= INSTRUCTIONS FOR THE TASK =
Reproduce all of the entries below, substituting "marker" for each occurrence of "keypoint" and keeping every other line unchanged.

= Pointing and labeling entries =

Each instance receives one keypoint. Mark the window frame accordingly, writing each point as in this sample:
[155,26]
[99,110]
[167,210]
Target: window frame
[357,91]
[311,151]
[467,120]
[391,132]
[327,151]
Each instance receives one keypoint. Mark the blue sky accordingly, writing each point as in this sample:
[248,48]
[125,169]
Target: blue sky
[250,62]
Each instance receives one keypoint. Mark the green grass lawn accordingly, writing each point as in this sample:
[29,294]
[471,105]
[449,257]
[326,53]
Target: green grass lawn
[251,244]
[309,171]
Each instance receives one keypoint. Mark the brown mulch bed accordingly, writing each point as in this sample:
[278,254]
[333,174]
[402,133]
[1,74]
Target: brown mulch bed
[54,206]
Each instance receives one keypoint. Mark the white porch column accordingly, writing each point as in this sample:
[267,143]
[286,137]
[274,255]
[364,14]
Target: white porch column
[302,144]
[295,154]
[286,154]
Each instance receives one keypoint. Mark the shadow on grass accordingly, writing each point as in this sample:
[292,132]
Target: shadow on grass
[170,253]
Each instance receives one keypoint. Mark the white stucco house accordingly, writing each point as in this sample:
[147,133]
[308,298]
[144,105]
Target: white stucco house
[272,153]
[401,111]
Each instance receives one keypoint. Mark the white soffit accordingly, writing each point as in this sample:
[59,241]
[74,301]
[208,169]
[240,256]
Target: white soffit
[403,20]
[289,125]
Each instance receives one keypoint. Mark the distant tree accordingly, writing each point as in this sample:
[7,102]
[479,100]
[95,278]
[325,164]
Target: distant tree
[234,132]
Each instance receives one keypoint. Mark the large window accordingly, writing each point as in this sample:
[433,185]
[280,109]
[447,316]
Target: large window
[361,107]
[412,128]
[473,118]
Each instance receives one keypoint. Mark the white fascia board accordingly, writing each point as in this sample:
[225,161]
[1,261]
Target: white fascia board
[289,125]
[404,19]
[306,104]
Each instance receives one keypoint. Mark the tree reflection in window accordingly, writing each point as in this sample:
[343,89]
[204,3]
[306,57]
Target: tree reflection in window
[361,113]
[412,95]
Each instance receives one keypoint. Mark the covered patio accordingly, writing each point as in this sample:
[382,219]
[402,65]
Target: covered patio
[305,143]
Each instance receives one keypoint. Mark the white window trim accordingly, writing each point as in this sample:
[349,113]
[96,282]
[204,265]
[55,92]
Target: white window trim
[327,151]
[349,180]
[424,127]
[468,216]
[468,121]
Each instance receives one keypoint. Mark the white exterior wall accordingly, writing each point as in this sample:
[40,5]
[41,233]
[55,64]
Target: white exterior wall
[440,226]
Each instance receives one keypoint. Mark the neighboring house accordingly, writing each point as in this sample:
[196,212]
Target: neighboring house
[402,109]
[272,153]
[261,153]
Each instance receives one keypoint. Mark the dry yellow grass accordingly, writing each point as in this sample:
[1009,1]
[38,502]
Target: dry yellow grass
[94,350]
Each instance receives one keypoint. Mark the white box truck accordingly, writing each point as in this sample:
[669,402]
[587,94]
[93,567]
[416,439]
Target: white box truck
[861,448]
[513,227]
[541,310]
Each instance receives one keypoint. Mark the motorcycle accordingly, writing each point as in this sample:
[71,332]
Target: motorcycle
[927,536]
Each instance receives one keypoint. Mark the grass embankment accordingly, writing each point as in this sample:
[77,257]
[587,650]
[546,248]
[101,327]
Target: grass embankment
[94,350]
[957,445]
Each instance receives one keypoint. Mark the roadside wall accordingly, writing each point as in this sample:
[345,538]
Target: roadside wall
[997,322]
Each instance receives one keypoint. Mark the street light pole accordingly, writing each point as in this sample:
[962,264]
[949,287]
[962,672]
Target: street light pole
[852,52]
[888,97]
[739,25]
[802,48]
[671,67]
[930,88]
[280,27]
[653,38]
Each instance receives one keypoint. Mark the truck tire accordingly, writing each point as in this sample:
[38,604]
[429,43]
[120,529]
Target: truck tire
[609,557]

= SOLUTION FOR THIS PROBLEM =
Each instance receives one marker. Mark the window frame accordingly, writing each point as in this sample:
[155,26]
[99,110]
[167,210]
Target: window frame
[357,91]
[311,151]
[467,120]
[391,132]
[327,151]
Each instance receives one marker. Mark the blue sky accordingly, writing each point as in this sample:
[248,48]
[125,169]
Target: blue sky
[250,62]
Each instance receives one marker. Mark the green grass lawn accordingly, writing each point as in this sample:
[29,294]
[471,105]
[449,257]
[326,53]
Target: green grass lawn
[251,244]
[309,171]
Each instance receives one marker. Mark the brown mulch bed accordingly, writing each point as in this sample:
[278,254]
[333,174]
[402,133]
[1,74]
Target: brown mulch bed
[54,206]
Each instance receives one marker. Mark the white porch column accordingly, writing each point as in this sample:
[267,143]
[286,137]
[274,255]
[364,14]
Target: white porch column
[302,144]
[295,154]
[286,154]
Each instance receives one marker. Mark the shadow on grass accordingly, writing each point as in this sample:
[292,132]
Target: shadow on grass
[170,253]
Each instance receives one marker. Mark the white stucco house accordingly, writing each point as in this sample:
[147,133]
[308,298]
[144,105]
Target: white stucco house
[272,153]
[401,111]
Each instance receives one marker. Mark the white soffit accordingly, writing each point as in this sample:
[59,241]
[74,301]
[208,169]
[240,256]
Target: white soffit
[403,20]
[289,125]
Each instance receives one marker. Mark the distant tree accordingly, writing each point as in this sample:
[7,102]
[479,100]
[95,278]
[325,164]
Target: distant tree
[234,132]
Each instance receives one marker. Mark the large window accordingly, writing each point as in this sample:
[433,185]
[280,109]
[447,316]
Target: large window
[361,107]
[412,128]
[473,118]
Each instance receives one marker. Mark the white fascia board accordingly, writing each point as in this sample:
[225,161]
[1,261]
Target: white fascia board
[289,125]
[404,19]
[306,104]
Each instance receives one marker. Mark the tree reflection in window accordingly, writing each point as in this sample:
[343,89]
[204,3]
[306,57]
Target: tree reflection in window
[361,113]
[412,95]
Each instance receives one marker. Mark the covered patio accordingly, writing each point as in this sample:
[382,219]
[402,65]
Target: covered patio
[305,143]
Each instance receives one marker. Mark the white window trim accordingly, writing each point as in this sample:
[349,113]
[96,282]
[204,265]
[55,92]
Target: white window trim
[327,151]
[349,180]
[424,127]
[468,216]
[468,121]
Each instance receives one marker. Mark the white exterior wall accordingly, writing each point as in this sample:
[40,5]
[41,233]
[55,64]
Target: white exterior wall
[440,226]
Each instance receives one marker. Mark the neighboring house accordingly, writing each point as in this sample:
[196,212]
Target: neighboring house
[402,109]
[272,153]
[261,153]
Each instance receives one marker. Mark the dry yellow grass accordingly, writing each point as in this sample:
[1009,1]
[38,502]
Target: dry yellow grass
[94,350]
Each instance receives one marker. Mark the white box truck accordingly, writing each point as in this sample:
[669,402]
[587,94]
[93,567]
[416,439]
Target: white box truck
[861,448]
[513,227]
[541,310]
Each instance receives one marker. Mark the motorcycle accordingly, writing each point as in this sample:
[71,332]
Target: motorcycle
[927,536]
Each instance receives one marker. Mark the grass embankment accordingly, writing each point as in this sample:
[77,257]
[587,650]
[546,248]
[101,327]
Target: grass embankment
[94,350]
[957,445]
Each instance receives one marker. Mark the roadside wall accordingly, writing each point as in this sample:
[345,538]
Target: roadside wall
[997,322]
Each instance receives one marker. Mark the street light pole accordingly, writing each point as in this sample:
[962,264]
[949,287]
[962,672]
Target: street light pole
[852,52]
[888,97]
[739,25]
[802,48]
[671,67]
[930,88]
[280,27]
[653,38]
Each instance receives one marker. Mark the truck tire accordingly, writing each point as in this sample:
[38,604]
[429,43]
[120,529]
Target: truck tire
[609,557]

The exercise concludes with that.